■ **What you should do**
Show every line in the records below that contains the word "your", copying each line in full.

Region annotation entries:
_ _ _ _

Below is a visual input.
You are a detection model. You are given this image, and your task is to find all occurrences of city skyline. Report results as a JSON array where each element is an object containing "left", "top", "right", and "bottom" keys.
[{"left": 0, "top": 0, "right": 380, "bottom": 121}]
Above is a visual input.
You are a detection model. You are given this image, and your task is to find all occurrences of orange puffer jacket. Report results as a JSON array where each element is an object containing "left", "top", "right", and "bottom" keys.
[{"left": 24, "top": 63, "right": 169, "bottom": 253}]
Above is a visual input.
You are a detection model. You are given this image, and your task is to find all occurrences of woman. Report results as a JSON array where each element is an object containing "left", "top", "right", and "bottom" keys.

_ _ _ _

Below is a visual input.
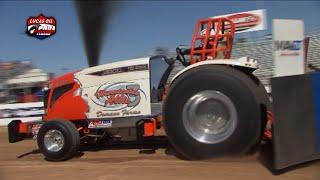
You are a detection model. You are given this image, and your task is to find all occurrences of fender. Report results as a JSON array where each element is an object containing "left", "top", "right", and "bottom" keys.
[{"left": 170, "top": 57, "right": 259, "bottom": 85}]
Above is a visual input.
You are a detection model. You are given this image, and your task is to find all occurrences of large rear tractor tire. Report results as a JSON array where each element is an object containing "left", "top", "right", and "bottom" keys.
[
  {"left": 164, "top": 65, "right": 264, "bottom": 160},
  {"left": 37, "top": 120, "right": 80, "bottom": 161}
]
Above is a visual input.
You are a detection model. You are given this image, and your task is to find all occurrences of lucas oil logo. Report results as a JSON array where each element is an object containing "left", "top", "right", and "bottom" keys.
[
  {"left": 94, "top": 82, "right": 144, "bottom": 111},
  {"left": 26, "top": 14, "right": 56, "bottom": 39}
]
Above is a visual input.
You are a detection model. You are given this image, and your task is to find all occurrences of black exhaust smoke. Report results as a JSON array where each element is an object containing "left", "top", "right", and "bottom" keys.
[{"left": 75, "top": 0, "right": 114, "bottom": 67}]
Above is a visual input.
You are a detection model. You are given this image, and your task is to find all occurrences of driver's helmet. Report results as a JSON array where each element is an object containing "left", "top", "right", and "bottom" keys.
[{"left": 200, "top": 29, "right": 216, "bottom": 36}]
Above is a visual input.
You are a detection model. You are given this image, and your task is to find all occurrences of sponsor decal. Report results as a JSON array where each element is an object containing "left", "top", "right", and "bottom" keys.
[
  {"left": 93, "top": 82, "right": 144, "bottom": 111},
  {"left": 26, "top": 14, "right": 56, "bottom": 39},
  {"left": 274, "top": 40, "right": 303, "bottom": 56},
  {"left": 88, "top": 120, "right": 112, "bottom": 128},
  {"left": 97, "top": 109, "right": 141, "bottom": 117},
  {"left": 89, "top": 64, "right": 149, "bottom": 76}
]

_ _ _ _

■ **The response**
You are a detection model. You are given this image, and your task is to find all occurrences of city skyline. Report results as a JSON array where each element is an object containing "left", "top", "right", and "bottom" keys.
You are a detection model. You are given this image, and your task is to find all occurrences of orange puffer jacket. Report results as a JSON array where each element is an object containing "left", "top", "right", and "bottom" keys.
You are a detection model. You are given this image, and your task is to find all occurrences of woman. Report results as a JSON array where each element is an object containing "left", "top", "right", and "bottom" keys.
You are a detection model. You are given this image, and your task is to find all occurrences of fender. Report results as a JSON array where each element is an object containing "left", "top", "right", and "bottom" keys.
You are a detection model. You are given this image, and your task is to find all occurrences of large rear tractor tire. Report results as a JSON array where each element is an object containing "left", "top", "right", and "bottom" keys.
You are a detection model. You are given this image, and your task is to find all occurrences of lucas oil logo. Report results as a JSON array where each element is an object containing "left", "top", "right", and "bottom" keys.
You are a detection model. You are given this image, and your task is to find all occurrences of black exhaust smoke. Report results as a JSON array where each element is an object containing "left", "top", "right", and "bottom" keys.
You are a detection model. You are given this image, and your task is to find all occurrences of driver's helmet. Report results as a JSON array where each element is an object containing "left", "top", "right", and "bottom" keys.
You are a detection model. You are given this image, and your task is to find all occurrences of sponsor decal. Report results as a JSON array where each element is an object containing "left", "top", "right", and "bottom" keys.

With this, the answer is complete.